## Excerpt to read:
━━━
Or am I missing a key point (I hope)?


[1] https://lore.kernel.org/linux-mm/20180103100430.GE4911@quack2.suse.cz/T/#u

thanks,
David Hildenbrand Jan. 26, 2023, 11:44 p.m. UTC | #4
On 26.01.23 23:36, Al Viro wrote:
> On Thu, Jan 26, 2023 at 09:59:36PM +0000, Al Viro wrote:
>> On Thu, Jan 26, 2023 at 02:16:20PM +0000, David Howells wrote:
>>
>>> +/**
>>> + * iov_iter_extract_will_pin - Indicate how pages from the iterator will be retained
>>> + * @iter: The iterator
>>> + *
>>> + * Examine the iterator and indicate by returning true or false as to how, if
>>> + * at all, pages extracted from the iterator will be retained by the extraction
>>> + * function.
>>> + *
>>> + * %true indicates that the pages will have a pin placed in them that the
>>> + * caller must unpin.  This is must be done for DMA/async DIO to force fork()
>>> + * to forcibly copy a page for the child (the parent must retain the original
>>> + * page).
>>> + *
>>> + * %false indicates that no measures are taken and that it's up to the caller
>>> + * to retain the pages.
>>> + */
>>> +static inline bool iov_iter_extract_will_pin(const struct iov_iter *iter)
>>> +{
>>> +	return user_backed_iter(iter);
>>> +}
>>> +
>>
>> Wait a sec; why would we want a pin for pages we won't be modifying?
>> A reference - sure, but...
> 
> After having looked through the earlier iterations of the patchset -
> sorry, but that won't fly for (at least) vmsplice().  There we can't
> pin those suckers; 

We'll need a way to pass FOLL_LONGTERM to pin_user_pages_fast() to 
handle such long-term pinning as vmsplice() needs. But the release path 
(unpin) will be the same.
━━━
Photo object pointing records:
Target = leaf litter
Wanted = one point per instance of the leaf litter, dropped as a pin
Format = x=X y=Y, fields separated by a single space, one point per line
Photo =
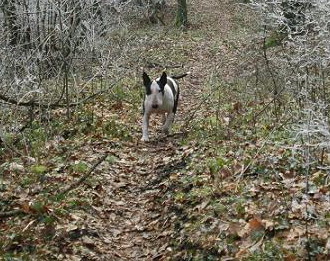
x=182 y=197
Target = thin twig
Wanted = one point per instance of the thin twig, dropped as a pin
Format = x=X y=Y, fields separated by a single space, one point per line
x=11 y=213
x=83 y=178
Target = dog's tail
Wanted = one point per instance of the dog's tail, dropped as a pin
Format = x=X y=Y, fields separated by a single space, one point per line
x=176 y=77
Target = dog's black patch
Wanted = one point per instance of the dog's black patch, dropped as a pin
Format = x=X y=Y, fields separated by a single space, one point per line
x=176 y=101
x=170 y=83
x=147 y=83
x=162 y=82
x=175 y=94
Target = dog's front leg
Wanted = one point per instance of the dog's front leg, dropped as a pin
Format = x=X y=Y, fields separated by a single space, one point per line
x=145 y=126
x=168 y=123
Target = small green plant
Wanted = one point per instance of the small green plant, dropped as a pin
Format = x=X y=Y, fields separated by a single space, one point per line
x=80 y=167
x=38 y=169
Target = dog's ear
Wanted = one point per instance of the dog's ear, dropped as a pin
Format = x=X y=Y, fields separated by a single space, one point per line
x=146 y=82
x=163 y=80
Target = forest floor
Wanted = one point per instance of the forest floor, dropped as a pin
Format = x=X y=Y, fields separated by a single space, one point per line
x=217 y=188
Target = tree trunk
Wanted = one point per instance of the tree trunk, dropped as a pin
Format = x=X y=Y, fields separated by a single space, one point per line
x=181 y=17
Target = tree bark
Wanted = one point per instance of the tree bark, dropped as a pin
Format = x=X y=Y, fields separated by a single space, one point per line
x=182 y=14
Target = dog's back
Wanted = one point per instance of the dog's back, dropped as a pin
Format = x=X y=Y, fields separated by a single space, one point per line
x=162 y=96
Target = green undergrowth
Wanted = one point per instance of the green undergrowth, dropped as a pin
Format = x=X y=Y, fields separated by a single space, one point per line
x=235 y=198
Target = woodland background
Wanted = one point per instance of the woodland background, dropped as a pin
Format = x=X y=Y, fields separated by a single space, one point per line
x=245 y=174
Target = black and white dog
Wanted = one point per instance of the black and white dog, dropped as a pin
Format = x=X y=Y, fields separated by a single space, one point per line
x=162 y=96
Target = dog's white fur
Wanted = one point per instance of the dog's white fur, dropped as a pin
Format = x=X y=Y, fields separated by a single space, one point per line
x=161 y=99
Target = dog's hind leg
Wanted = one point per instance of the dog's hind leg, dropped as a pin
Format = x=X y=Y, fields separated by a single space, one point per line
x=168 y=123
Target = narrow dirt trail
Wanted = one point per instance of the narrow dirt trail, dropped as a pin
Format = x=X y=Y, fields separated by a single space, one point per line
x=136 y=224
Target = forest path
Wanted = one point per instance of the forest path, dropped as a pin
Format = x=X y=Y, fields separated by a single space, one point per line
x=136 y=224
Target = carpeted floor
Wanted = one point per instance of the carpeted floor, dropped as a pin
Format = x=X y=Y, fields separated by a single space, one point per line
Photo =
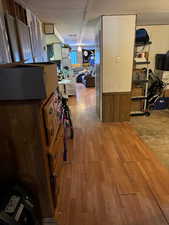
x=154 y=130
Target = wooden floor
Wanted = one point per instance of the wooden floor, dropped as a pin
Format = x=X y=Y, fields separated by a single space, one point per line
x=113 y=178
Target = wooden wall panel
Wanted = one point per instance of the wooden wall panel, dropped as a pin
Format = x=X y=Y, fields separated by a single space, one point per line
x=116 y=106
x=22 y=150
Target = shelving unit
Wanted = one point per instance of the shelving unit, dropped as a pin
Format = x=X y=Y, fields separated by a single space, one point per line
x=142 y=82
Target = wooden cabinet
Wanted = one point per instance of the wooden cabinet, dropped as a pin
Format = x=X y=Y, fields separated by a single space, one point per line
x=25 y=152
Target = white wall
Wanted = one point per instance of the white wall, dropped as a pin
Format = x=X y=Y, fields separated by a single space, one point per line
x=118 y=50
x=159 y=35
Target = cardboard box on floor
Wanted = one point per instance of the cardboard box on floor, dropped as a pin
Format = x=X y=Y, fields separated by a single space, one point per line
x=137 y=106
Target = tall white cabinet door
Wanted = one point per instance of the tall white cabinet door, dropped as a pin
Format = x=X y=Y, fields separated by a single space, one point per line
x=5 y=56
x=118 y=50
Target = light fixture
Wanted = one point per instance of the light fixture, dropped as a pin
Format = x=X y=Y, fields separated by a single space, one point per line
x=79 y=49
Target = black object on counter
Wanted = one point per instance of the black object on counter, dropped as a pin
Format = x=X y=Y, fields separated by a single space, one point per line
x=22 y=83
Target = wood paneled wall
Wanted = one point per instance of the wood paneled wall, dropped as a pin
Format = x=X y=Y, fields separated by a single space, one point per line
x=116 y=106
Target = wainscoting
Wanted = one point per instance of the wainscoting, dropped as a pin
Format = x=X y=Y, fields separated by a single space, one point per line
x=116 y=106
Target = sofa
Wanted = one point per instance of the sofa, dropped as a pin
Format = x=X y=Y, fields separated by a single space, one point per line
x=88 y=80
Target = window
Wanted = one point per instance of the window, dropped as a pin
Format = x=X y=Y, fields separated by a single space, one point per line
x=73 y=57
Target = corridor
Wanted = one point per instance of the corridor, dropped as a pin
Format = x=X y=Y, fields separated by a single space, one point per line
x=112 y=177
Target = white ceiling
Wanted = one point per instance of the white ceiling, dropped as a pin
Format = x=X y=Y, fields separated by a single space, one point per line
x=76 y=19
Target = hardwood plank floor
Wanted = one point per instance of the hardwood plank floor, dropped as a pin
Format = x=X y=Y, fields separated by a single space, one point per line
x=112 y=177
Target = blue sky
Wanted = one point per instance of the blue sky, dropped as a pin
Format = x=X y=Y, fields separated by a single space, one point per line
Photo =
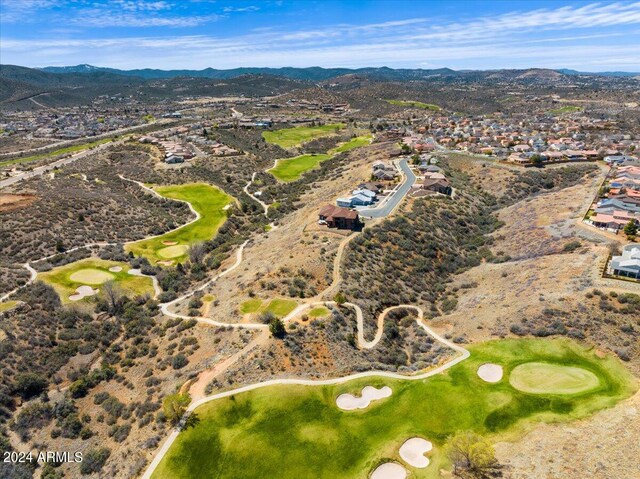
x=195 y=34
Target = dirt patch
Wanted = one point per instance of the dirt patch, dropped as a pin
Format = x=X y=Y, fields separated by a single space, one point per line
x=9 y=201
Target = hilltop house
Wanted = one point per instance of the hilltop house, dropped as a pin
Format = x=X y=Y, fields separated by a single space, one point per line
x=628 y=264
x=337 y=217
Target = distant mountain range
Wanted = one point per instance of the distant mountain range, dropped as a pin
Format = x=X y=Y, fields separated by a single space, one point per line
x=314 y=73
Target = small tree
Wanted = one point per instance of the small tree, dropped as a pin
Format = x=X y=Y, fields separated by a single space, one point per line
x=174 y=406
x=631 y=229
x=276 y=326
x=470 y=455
━━━
## Job 1:
List every person named in the kernel mailing list excerpt.
## Job 2:
Print the part of the kernel mailing list excerpt from "We'll need a" to "be the same.".

## Expected output 1:
David Hildenbrand, Al Viro, David Howells

## Expected output 2:
We'll need a way to pass FOLL_LONGTERM to pin_user_pages_fast() to 
handle such long-term pinning as vmsplice() needs. But the release path 
(unpin) will be the same.